#### MATERIAL FOR THIS EXERCISE

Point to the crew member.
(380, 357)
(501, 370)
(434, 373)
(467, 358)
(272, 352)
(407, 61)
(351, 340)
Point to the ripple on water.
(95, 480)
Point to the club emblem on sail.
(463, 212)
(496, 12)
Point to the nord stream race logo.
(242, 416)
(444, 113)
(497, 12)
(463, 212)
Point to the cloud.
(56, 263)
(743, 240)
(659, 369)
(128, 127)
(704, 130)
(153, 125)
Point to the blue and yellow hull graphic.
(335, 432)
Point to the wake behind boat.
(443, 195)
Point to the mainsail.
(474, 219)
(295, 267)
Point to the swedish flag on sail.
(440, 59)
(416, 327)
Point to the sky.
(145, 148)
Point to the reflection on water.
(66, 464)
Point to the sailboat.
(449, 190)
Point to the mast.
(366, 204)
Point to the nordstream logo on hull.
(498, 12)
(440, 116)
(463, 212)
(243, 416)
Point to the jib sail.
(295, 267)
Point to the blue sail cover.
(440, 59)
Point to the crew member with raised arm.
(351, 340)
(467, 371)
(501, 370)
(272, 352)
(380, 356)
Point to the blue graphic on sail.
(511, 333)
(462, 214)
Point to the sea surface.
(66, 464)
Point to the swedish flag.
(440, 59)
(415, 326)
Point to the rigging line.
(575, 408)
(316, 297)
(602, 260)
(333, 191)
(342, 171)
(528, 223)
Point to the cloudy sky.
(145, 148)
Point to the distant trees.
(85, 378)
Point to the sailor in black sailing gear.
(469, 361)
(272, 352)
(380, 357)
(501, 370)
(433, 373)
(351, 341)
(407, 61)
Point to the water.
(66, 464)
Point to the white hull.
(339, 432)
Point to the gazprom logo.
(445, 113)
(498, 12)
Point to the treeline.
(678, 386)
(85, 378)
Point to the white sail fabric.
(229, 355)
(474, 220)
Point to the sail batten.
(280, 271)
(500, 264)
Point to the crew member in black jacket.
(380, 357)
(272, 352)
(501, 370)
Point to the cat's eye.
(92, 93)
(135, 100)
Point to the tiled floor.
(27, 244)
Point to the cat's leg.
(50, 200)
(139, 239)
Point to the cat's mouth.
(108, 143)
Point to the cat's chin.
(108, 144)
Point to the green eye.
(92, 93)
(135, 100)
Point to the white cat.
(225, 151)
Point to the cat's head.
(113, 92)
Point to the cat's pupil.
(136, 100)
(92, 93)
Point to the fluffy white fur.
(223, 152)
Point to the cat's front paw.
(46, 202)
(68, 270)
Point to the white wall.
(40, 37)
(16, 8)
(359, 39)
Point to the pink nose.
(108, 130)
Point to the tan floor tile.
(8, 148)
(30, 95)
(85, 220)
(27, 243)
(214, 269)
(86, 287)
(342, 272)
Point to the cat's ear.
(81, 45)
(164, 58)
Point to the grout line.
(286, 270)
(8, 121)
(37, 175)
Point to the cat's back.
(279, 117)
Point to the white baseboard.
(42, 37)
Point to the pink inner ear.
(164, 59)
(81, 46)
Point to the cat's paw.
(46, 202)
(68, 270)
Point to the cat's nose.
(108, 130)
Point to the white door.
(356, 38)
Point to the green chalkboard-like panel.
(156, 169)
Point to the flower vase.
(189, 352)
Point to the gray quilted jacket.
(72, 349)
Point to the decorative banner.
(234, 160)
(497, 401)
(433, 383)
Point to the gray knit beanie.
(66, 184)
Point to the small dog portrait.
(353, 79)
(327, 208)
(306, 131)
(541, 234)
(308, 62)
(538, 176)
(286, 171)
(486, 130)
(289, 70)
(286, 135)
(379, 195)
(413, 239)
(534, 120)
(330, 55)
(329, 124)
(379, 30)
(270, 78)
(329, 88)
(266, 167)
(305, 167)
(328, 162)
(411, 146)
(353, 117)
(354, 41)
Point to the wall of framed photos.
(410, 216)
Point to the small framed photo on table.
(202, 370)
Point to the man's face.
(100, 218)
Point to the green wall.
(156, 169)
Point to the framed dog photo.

########

Each line in the records above must be returned exactly as it stands.

Point to the crew member.
(380, 357)
(501, 370)
(434, 373)
(467, 358)
(272, 352)
(407, 61)
(351, 340)
Point to the ripple on water.
(95, 480)
Point to the club emblem on sail.
(463, 212)
(496, 12)
Point to the nord stream race logo.
(242, 416)
(444, 113)
(497, 12)
(463, 212)
Point to the cloud.
(56, 263)
(743, 240)
(659, 369)
(128, 127)
(704, 130)
(153, 125)
Point to the blue and yellow hull graphic.
(335, 432)
Point to the wake behind boat.
(443, 195)
Point to the mainsail.
(474, 219)
(295, 267)
Point to the swedish flag on sail.
(440, 59)
(416, 327)
Point to the sky.
(145, 148)
Point to the reflection on water.
(66, 464)
Point to the sailboat.
(449, 190)
Point to the mast.
(366, 204)
Point to the nordstream logo on hull.
(498, 12)
(440, 116)
(463, 212)
(243, 416)
Point to the jib sail.
(295, 267)
Point to the blue sail cover.
(440, 59)
Point to the crew member with raised arm.
(351, 340)
(467, 371)
(501, 370)
(272, 352)
(380, 356)
Point to the blue graphic on sail.
(511, 333)
(462, 214)
Point to the sea surface.
(66, 464)
Point to the swedish flag.
(440, 59)
(415, 326)
Point to the rigging line.
(575, 408)
(316, 297)
(602, 260)
(333, 191)
(342, 171)
(528, 223)
Point to the cloudy sky.
(145, 148)
Point to the distant trees.
(85, 378)
Point to the sailor in black sailing gear.
(469, 361)
(272, 352)
(380, 357)
(501, 370)
(433, 373)
(351, 341)
(407, 61)
Point to the water.
(66, 464)
Point to the white hull.
(339, 432)
Point to the gazprom logo.
(445, 113)
(498, 12)
Point to the treeline.
(678, 386)
(85, 378)
Point to the white sail fabric.
(229, 355)
(474, 220)
Point to the sail batten.
(280, 271)
(500, 264)
Point to the crew member in black jacket.
(380, 357)
(272, 352)
(501, 370)
Point to the cat's eye.
(92, 93)
(135, 100)
Point to the tiled floor.
(27, 244)
Point to the cat's leg.
(50, 200)
(139, 239)
Point to the cat's mouth.
(108, 143)
Point to the cat's chin.
(108, 144)
Point to the green eye.
(92, 93)
(135, 100)
Point to the white cat.
(225, 151)
Point to the cat's head.
(113, 92)
Point to the cat's pupil.
(136, 100)
(92, 93)
Point to the fluffy white fur.
(223, 152)
Point to the cat's front paw.
(46, 202)
(68, 270)
Point to the white wall.
(40, 37)
(16, 8)
(359, 39)
Point to the pink nose.
(108, 130)
Point to the tan floor tile.
(8, 148)
(30, 95)
(85, 220)
(27, 243)
(214, 269)
(86, 287)
(342, 272)
Point to the cat's ear.
(81, 45)
(164, 58)
Point to the grout line.
(286, 270)
(8, 121)
(37, 175)
Point to the cat's back.
(279, 117)
Point to the white baseboard.
(42, 37)
Point to the pink inner ear.
(164, 59)
(81, 46)
Point to the cat's paw.
(46, 202)
(68, 270)
Point to the cat's nose.
(108, 130)
Point to the white door.
(356, 38)
Point to the green chalkboard-like panel.
(156, 169)
Point to the flower vase.
(189, 352)
Point to the gray quilted jacket.
(72, 349)
Point to the decorative banner.
(234, 160)
(497, 401)
(433, 383)
Point to the gray knit beanie.
(66, 184)
Point to the small dog portrait.
(353, 79)
(327, 208)
(306, 131)
(541, 234)
(308, 62)
(538, 176)
(286, 171)
(486, 130)
(289, 70)
(286, 135)
(379, 195)
(413, 239)
(534, 120)
(330, 55)
(329, 124)
(379, 30)
(270, 78)
(329, 88)
(266, 167)
(305, 167)
(328, 162)
(411, 146)
(353, 117)
(354, 41)
Point to the wall of framed photos.
(410, 216)
Point to the small framed photo on table.
(202, 370)
Point to the man's face.
(100, 218)
Point to the green wall.
(156, 169)
Point to the framed dog photo.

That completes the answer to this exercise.